### Exercise
Reproduce all of the material below line for line, without altering any character.

### Excerpted data

--- start ---

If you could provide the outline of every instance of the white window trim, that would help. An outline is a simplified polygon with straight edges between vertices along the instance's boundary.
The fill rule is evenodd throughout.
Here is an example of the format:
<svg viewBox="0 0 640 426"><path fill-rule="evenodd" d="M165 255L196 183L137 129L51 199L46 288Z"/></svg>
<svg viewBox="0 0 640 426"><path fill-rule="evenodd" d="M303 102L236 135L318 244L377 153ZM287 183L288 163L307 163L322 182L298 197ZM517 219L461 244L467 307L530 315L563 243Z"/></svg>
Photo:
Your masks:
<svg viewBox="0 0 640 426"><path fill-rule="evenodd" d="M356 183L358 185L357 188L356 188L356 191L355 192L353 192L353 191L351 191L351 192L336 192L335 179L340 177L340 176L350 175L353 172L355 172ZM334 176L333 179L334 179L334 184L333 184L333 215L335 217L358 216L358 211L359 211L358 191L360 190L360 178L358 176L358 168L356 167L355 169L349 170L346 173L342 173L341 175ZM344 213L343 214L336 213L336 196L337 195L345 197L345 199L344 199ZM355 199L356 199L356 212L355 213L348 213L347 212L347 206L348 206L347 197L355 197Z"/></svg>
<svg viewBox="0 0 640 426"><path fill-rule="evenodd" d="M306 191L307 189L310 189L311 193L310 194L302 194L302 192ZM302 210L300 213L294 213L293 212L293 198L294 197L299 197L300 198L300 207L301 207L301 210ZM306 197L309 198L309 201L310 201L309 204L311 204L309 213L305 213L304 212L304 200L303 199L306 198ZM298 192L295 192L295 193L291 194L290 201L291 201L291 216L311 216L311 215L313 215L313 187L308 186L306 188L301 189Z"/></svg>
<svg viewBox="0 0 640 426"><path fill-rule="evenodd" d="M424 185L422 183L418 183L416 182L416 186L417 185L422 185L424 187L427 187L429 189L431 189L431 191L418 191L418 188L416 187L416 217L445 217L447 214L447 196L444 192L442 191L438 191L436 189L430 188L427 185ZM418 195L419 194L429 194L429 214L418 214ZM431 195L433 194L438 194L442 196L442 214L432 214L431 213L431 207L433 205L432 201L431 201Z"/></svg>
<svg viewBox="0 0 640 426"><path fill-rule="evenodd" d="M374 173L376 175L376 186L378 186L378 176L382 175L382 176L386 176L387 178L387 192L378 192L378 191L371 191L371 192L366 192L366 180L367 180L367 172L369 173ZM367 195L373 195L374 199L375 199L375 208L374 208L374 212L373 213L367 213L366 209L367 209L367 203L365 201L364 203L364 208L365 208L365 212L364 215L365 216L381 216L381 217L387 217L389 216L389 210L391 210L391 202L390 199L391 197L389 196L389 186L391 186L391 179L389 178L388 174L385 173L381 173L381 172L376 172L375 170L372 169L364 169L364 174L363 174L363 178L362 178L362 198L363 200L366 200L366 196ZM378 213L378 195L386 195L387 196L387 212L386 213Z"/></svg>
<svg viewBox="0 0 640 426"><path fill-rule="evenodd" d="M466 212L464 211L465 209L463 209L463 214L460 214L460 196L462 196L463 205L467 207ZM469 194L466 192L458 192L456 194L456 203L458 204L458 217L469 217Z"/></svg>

--- end ---

### Expected answer
If you could provide the outline of every instance of the white window trim, that would help. An outline is a simplified polygon with straight edges between vertices along the instance's boundary.
The fill rule is evenodd throughout.
Here is an example of the format:
<svg viewBox="0 0 640 426"><path fill-rule="evenodd" d="M165 255L196 183L137 129L51 199L46 288Z"/></svg>
<svg viewBox="0 0 640 426"><path fill-rule="evenodd" d="M303 102L236 135L318 244L377 153ZM287 183L288 163L307 163L322 182L298 197ZM517 219L461 244L467 307L530 315L563 243Z"/></svg>
Photo:
Your masks:
<svg viewBox="0 0 640 426"><path fill-rule="evenodd" d="M356 183L358 185L357 188L356 188L356 191L355 192L353 192L353 191L351 191L351 192L336 192L335 179L340 177L340 176L350 175L353 172L355 172ZM334 176L333 179L334 179L334 184L333 184L333 215L335 217L358 216L358 211L359 211L358 191L360 190L360 178L358 176L358 168L356 167L355 169L349 170L346 173L342 173L341 175ZM344 213L343 214L336 213L336 196L337 195L345 197L345 199L344 199ZM355 199L356 199L356 212L355 213L348 213L347 212L347 206L348 206L347 197L355 197Z"/></svg>
<svg viewBox="0 0 640 426"><path fill-rule="evenodd" d="M306 191L307 189L310 189L311 193L310 194L302 194L302 192ZM302 210L300 213L294 213L293 212L293 198L294 197L299 197L300 198L300 207L301 207L301 210ZM306 197L309 198L309 201L310 201L309 204L311 204L309 213L305 213L304 212L304 200L303 199L306 198ZM298 192L295 192L295 193L291 194L290 201L291 201L291 216L311 216L311 215L313 215L313 187L308 186L306 188L301 189Z"/></svg>
<svg viewBox="0 0 640 426"><path fill-rule="evenodd" d="M424 185L422 183L418 183L416 182L416 186L417 185L422 185L424 187L427 187L429 189L431 189L431 191L418 191L418 188L416 187L416 217L445 217L447 214L447 196L444 192L442 191L438 191L436 189L430 188L427 185ZM418 195L419 194L429 194L429 214L418 214ZM431 195L433 194L438 194L442 196L442 214L432 214L431 213L431 207L433 205L432 201L431 201Z"/></svg>
<svg viewBox="0 0 640 426"><path fill-rule="evenodd" d="M374 173L376 175L376 186L378 186L378 176L382 175L382 176L386 176L387 178L387 192L378 192L378 191L371 191L371 192L366 192L366 180L367 180L367 172L369 173ZM367 195L373 195L374 199L375 199L375 208L374 208L374 212L373 213L367 213L366 209L367 209L367 203L365 201L364 203L364 208L365 208L365 212L364 215L365 216L381 216L381 217L387 217L389 216L389 210L391 210L391 202L390 199L391 197L389 196L389 186L391 186L391 179L389 178L388 174L385 173L381 173L381 172L376 172L375 170L372 169L364 169L364 174L363 174L363 178L362 178L362 198L363 200L366 200L366 196ZM378 213L378 195L386 195L387 196L387 212L386 213Z"/></svg>
<svg viewBox="0 0 640 426"><path fill-rule="evenodd" d="M466 212L464 211L465 209L463 209L463 214L460 214L460 196L462 196L463 205L467 207ZM469 194L466 192L458 192L456 194L456 203L458 204L458 217L469 217Z"/></svg>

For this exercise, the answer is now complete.